### EXCERPTED PASSAGE:
______________________________

The show probably would have gone five seasons if it had begun production around the time of Rogue One (the story upon whose back it serves as a prequel). Between the COVID shutdown, industry strikes, and a bursting streaming bubble, however, we should be grateful we even received two. Gilroy makes it work by devoting this latest run of twelve episodes into four equal chapters spanning a truncated period of real-ish-time events labeled by their year in relation to A New Hope: BBY 4 (Before the Battle of Yavin) through BBY 1.
First come the effects of the previous season via a three-pronged narrative showing Senator Mon Mothma (Genevieve O'Reilly) sending her daughter into marriage, Cass trying to survive the end of a mission to steal an Imperial spacecraft, and Bix (Adria Arjona) hoping to evade an Empire audit in the fields where she, Wil, and Brasso (Joplin Sibtain) work as undocumented laborers. Next are the consequences of an expanding rebellion causing there to be too many plates spinning at once for both Luthan and Dedra Meero (Denise Gough), their inevitable collision course coming into greater focus while Cass questions his desire to keep pressing his luck by sacrificing his life for the cause.
BBY 2 is the coup de grâce culminating in two of the best episodes of television this century courtesy of "Who Are You?" and "Welcome to the Rebellion". The former is named after a line channeling the "Mad Men" meme exchange between Don Draper and Michael Ginsberg with all the withering heat of "I don't think about you at all" as well as the revelation that, despite his many attempts at the contrary, Syril Karn (Kyle Soller) is nothing more than a cog in the machine. Its epic faux "first strike" turning into massacre (the parallels to Stephen Miller fabricating a reason to put federal law enforcement on the ground in Los Angeles right now are uncanny) leads to a powerful, galvanizing moment for the rebellion that can only be rivaled by Mon and Senator Organa's (now played by Benjamin Bratt) sacrifices within a tense exfiltration during the latter episode.
And the final block serves as the connective tissue to Rogue One—a beautifully orchestrated last hurrah for those who don't make it into that film and a rousing ramp up to the drama ahead for those who do. Yes, even K-2SO (Alan Tudyk). I'll admit to being worried that it didn't seem like there would be enough time to do it justice considering all that occurred during BBY 2, but the cast and crew get it done with elegant precision and high-octane suspense courtesy of both Kleya Marki (Elizabeth Dulau) and Cass knowing what is at stake once they realize they might have finally compressed the information gap separating their efforts from those of Director Krennic (Ben Mendelsohn).
Their ability to advance so much plot in so little time with these densely packed trios only works by giving audiences the respect they deserve as far as knowing we understand the connections without needing them spelled out (sorry, Netflix, not everyone wants "second screen" content with dialogue meant to keep us informed so we don't actually need to watch anything). It's a testament to their love for these characters and their handle on the politics of both sides of a civil conflict caused by fascistic oppression (heck, we do too considering all that's happening on American soil and beyond today). That they do so while also finding time to focus on smaller representations of that scenario (namely Kathryn Hunter's unforgettable, totalitarian mother) is our gain on an entertainment and educational level considering sympathizers must never be let off the hook.

______________________________

### DATASET ENTRIES:
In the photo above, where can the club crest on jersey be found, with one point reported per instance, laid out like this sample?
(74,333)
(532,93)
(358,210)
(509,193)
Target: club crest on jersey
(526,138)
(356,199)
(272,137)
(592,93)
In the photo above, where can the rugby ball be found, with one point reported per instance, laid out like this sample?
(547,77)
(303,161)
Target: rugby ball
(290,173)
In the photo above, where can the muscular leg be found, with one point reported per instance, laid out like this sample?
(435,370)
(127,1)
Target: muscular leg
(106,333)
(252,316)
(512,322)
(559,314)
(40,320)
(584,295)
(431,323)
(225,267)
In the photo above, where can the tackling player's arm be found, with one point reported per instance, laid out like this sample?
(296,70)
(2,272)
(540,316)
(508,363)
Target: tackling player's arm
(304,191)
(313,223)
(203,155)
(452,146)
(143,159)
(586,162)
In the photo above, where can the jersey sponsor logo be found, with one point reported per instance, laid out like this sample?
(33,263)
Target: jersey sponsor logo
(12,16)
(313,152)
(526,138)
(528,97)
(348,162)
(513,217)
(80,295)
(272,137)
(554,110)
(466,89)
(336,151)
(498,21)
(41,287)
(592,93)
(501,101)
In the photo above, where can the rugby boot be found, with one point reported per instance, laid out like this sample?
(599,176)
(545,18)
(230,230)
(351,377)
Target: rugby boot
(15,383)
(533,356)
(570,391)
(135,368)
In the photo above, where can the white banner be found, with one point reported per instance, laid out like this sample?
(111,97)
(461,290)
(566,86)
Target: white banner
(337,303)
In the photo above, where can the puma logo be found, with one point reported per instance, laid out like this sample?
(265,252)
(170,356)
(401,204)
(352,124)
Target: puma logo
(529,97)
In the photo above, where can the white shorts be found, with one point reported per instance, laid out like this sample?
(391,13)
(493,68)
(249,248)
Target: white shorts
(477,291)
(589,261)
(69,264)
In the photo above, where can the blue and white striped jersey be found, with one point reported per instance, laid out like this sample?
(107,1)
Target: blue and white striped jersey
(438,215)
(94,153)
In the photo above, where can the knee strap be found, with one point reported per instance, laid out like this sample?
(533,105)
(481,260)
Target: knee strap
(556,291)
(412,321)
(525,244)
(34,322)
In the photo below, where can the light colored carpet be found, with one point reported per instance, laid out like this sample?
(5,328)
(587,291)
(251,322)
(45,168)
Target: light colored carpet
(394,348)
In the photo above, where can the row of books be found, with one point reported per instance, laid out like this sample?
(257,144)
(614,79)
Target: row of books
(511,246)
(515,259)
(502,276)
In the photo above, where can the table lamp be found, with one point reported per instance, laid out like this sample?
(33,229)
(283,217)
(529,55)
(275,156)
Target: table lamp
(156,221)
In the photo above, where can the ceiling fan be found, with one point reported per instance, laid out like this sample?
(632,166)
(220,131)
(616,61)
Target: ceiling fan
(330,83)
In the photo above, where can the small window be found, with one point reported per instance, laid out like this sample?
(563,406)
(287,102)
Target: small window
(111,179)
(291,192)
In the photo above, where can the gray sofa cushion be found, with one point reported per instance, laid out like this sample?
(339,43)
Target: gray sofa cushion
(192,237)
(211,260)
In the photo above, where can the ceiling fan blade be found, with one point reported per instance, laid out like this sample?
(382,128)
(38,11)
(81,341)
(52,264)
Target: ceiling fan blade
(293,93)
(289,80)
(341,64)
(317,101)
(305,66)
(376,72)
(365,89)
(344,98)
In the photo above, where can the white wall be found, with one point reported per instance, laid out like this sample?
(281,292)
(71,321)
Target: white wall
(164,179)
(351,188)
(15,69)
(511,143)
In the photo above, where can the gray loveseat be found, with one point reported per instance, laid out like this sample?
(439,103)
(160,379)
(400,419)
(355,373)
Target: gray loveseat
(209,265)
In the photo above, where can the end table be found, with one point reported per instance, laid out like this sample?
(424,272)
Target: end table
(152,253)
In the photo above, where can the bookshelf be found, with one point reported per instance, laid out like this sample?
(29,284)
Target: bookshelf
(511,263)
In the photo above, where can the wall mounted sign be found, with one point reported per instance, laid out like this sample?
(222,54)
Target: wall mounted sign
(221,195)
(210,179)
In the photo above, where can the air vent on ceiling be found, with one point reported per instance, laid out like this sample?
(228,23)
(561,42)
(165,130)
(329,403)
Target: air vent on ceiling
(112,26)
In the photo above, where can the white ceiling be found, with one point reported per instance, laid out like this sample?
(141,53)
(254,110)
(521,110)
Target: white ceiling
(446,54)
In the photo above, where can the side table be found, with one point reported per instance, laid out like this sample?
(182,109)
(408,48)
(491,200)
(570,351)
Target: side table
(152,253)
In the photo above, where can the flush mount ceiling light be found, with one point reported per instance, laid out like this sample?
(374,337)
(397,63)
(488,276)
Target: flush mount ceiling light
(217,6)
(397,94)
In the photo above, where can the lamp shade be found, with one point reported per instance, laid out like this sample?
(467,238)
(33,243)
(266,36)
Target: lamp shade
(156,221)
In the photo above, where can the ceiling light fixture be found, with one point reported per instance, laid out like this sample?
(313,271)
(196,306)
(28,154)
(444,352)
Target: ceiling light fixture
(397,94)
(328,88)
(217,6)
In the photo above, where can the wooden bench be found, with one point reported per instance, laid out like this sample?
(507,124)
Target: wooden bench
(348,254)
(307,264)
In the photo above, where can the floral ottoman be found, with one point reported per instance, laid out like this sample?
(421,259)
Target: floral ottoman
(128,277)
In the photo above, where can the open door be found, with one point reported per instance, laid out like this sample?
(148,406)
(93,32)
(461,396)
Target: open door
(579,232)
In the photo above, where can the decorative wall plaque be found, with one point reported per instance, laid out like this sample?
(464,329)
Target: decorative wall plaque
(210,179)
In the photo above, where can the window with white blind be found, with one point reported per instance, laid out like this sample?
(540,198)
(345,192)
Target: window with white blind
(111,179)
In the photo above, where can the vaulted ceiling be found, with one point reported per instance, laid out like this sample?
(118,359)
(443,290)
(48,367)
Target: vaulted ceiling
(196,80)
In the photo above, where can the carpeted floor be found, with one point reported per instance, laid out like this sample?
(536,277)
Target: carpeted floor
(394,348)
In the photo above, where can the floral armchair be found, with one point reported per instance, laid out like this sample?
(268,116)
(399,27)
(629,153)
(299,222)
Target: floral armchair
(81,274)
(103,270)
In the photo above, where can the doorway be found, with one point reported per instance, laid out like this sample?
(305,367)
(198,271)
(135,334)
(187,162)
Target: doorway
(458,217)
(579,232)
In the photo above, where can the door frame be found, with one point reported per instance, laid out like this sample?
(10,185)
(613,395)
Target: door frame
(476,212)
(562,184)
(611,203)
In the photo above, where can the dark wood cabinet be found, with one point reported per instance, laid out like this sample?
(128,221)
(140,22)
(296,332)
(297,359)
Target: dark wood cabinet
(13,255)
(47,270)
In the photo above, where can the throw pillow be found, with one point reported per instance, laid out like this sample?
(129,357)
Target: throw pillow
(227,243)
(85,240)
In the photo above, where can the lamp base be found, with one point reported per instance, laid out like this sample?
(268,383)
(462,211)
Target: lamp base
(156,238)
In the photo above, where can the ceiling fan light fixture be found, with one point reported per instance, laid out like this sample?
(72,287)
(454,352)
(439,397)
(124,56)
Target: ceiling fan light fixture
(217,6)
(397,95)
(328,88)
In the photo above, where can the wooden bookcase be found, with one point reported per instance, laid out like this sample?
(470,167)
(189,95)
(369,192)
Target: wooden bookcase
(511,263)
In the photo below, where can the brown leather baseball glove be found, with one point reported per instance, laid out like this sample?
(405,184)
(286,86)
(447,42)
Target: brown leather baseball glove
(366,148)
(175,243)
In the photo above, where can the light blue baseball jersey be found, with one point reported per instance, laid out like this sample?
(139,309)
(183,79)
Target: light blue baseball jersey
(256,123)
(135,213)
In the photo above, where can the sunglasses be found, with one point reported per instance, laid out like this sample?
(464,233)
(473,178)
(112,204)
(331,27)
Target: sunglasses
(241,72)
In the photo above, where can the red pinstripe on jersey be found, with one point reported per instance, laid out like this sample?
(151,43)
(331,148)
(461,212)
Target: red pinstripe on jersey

______________________________

### EXERCISE INSTRUCTIONS:
Update the review's passage starting at "First come the" and ending at "for the cause.", replacing "undocumented laborers" with "migrant workers". The items have no connection to the review.

### EXERCISE OUTPUT:
First come the effects of the previous season via a three-pronged narrative showing Senator Mon Mothma (Genevieve O'Reilly) sending her daughter into marriage, Cass trying to survive the end of a mission to steal an Imperial spacecraft, and Bix (Adria Arjona) hoping to evade an Empire audit in the fields where she, Wil, and Brasso (Joplin Sibtain) work as migrant workers. Next are the consequences of an expanding rebellion causing there to be too many plates spinning at once for both Luthan and Dedra Meero (Denise Gough), their inevitable collision course coming into greater focus while Cass questions his desire to keep pressing his luck by sacrificing his life for the cause.